▶ _Excerto fornecido_
%%

Assim, mostrando a matéria de facto provada que o equipamento se encontra em poder da autora, assistia e assiste à ré, tratando-se de contrato sinalagmático, a faculdade de recusar o pagamento do preço sem incorrer em mora (artigo 428.º, n.º 1) - ademais, a ré fizera diversas diligências de colaboração no sentido do cumprimento da compra e venda, como por exemplo as deslocações do seu gerente aludidas no quesito 10.º (supra, II, 1.7.) (5).
4. Da decisão dissente a autora mediante a presente revista, rematando a alegação em 57 extensas e repetitivas conclusões, que sintetizaríamos nos nucleares tópicos seguintes:
4.1. Face ao incumprimento do contrato de locação financeira pela locatária, a autora resolveu o contrato mediante carta a esta dirigida em 16 de Junho de 1993;
4.2. Na mesma data diligenciou por carta junto da ré, no sentido do cumprimento na íntegra do «acordo de retoma», predispondo-se por sua parte a assumir as obrigações do mesmo emergentes, para o que solicitava a indicação da data em que a demandada pretendia levantar o equipamento a fim de a autora se fazer aí representar;
4.3. Com efeito, resulta claramente do contrato que o pagamento seria feito quando do levantamento do equipamento pela ré - por «pessoal especializado da fornecedora B» -, estando presente um representante da autora;
4.4. A ré não satisfez, porém, a solicitação até ao presente, apesar de a autora a ter interpelado de novo no mesmo sentido mediante carta de 15 de Maio de 1997, nunca procedeu ao levantamento do equipamento por culpa sua, nem demonstrou desde 1993 qualquer interesse em fazê-lo;
4.5. Não assistia portanto à ré a faculdade de recusar o pagamento do preço, uma vez que a ela se deve o facto de não ter havido tradição do equipamento;
4.6. Consequentemente, no contrato bilateral em causa, por um lado ocorreu mora creditoris da ré, à luz do artigo 813.º do Código Civil, porquanto, interpelada em 1993 e 1997 para designar a data de levantamento do equipamento, não o fez, deixando de praticar os actos necessários ao cumprimento da obrigação da autora recorrente, e recusando mesmo a prestação que esta lhe oferecia;
4.7. Por outro lado, houve mora debitoris da mesma no tocante ao pagamento do preço, a solver com o levantamento do equipamento posto à sua disposição, mas não levantado por causa imputável à ré, que deste modo incorreu em responsabilidade contratual pelo incumprimento (artigos 798.º, 799.º, n.º 1, 804.º, 805.º, n.º 1, 806.º e 813.º);
4.8. O acórdão recorrido violou, por conseguinte, os citados preceitos do Código Civil.

%%

▶ _Instruções_
1) Resuma o excerto fornecido em duas frases.
2) Repita, sem qualquer alteração, o trecho do excerto fornecido que vai de "Assim, mostrando a" até "II, 1.7.) (5).".

▶ _Extrato de dados_
%%

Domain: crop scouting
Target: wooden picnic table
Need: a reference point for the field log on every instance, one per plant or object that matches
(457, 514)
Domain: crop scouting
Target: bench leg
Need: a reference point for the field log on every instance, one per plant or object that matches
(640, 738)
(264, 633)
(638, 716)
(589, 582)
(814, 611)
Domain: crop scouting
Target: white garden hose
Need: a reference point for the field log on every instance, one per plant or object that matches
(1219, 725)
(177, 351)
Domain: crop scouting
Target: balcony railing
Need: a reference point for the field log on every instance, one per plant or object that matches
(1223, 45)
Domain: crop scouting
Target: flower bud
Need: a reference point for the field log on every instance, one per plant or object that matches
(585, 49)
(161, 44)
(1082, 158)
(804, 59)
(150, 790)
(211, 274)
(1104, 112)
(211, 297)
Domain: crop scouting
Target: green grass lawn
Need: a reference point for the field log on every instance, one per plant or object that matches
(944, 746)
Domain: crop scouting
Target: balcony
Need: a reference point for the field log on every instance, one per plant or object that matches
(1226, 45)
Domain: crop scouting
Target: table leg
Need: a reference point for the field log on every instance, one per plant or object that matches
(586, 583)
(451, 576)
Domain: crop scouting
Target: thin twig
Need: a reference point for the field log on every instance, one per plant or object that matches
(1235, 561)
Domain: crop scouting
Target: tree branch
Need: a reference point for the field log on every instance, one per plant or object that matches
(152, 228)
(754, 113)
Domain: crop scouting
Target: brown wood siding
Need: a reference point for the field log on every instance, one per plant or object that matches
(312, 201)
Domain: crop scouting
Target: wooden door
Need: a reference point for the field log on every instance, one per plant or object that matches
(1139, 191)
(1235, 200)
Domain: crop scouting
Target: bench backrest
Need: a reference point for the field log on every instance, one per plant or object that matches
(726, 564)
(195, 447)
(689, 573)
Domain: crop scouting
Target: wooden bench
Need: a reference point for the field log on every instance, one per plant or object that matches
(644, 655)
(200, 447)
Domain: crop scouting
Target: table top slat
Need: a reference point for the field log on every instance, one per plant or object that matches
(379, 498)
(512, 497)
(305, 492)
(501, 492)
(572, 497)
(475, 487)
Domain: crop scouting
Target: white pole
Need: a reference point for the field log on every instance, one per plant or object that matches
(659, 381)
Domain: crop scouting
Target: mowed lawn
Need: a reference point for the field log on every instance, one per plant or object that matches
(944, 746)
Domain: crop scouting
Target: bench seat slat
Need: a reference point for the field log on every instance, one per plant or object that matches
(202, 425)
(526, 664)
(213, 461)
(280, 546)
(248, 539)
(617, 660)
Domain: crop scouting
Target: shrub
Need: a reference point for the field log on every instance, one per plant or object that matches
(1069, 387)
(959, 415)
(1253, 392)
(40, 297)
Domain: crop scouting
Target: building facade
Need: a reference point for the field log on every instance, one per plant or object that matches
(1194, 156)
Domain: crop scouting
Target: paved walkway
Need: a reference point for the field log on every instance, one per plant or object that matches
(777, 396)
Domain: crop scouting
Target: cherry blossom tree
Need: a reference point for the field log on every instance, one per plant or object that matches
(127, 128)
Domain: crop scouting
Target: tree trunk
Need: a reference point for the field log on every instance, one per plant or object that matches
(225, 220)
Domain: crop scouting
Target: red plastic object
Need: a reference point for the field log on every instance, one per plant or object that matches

%%

▶ _Conjunto de respostas_
1) O excerto expõe o entendimento de que, estando o equipamento em poder da autora e tratando-se de contrato sinalagmático, a ré podia recusar o pagamento do preço sem incorrer em mora. A autora contesta essa decisão em revista, alegando que a ré, interpelada por carta em 1993 e 1997, nunca levantou o equipamento por culpa sua, pelo que incorreu em mora creditoris e em mora debitoris, e que o acórdão recorrido violou preceitos do Código Civil.

2)
Assim, mostrando a matéria de facto provada que o equipamento se encontra em poder da autora, assistia e assiste à ré, tratando-se de contrato sinalagmático, a faculdade de recusar o pagamento do preço sem incorrer em mora (artigo 428.º, n.º 1) - ademais, a ré fizera diversas diligências de colaboração no sentido do cumprimento da compra e venda, como por exemplo as deslocações do seu gerente aludidas no quesito 10.º (supra, II, 1.7.) (5).